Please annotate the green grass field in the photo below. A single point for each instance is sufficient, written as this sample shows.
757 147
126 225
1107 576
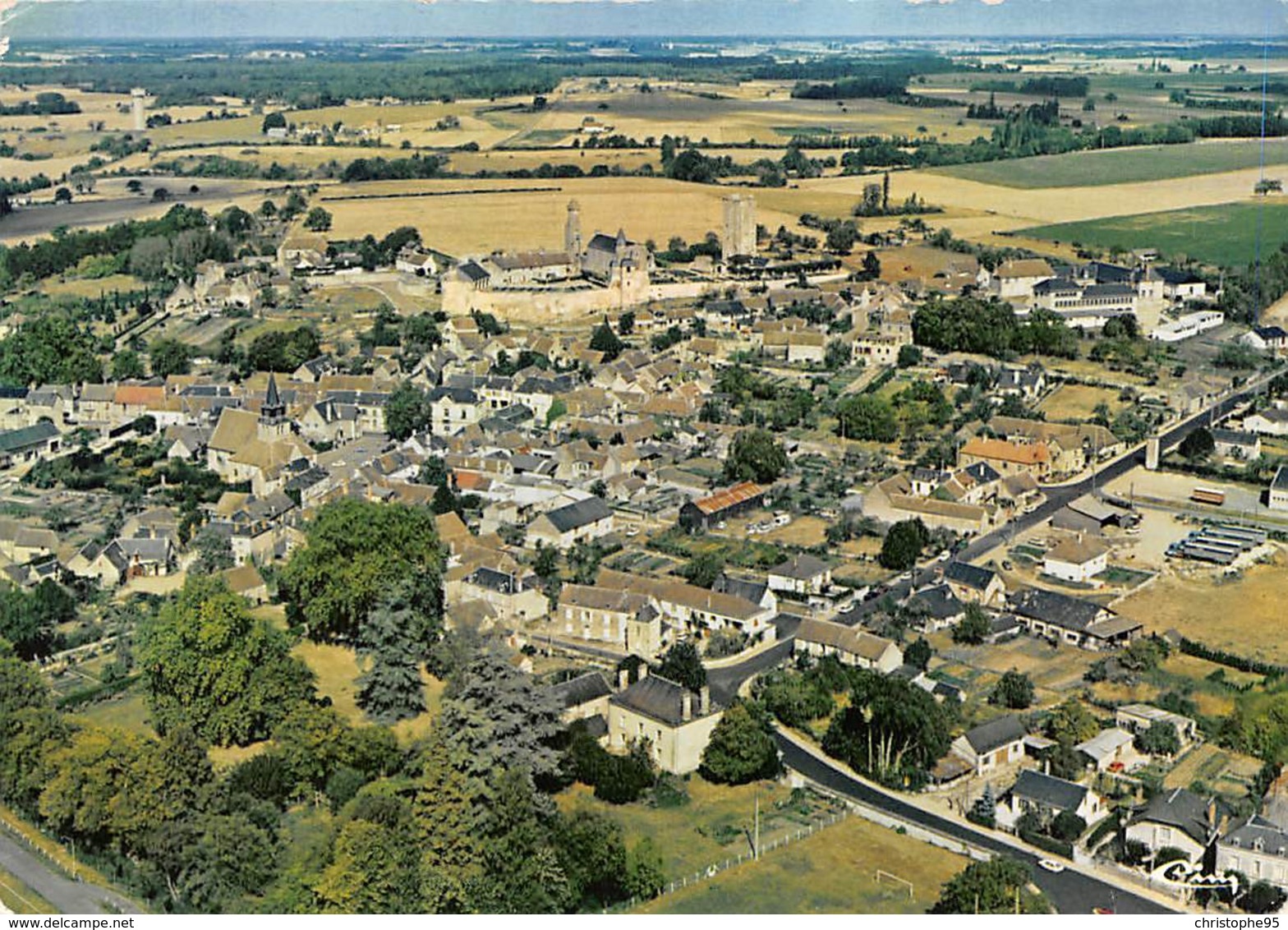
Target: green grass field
1224 235
711 827
830 872
1122 165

▸ **PROMPT**:
Reproduce the entries above, substituting "grassy meadow" for every occurrence of "green grass field" and keeping everything else the same. Leave the pictures out.

▸ **SOLUTION**:
Please annotate the grassy meadow in the photo below. A single point for each instance is sufficient, written as this sample shows.
757 147
126 225
1107 576
Target: grassy meadow
1224 235
711 827
830 872
1122 165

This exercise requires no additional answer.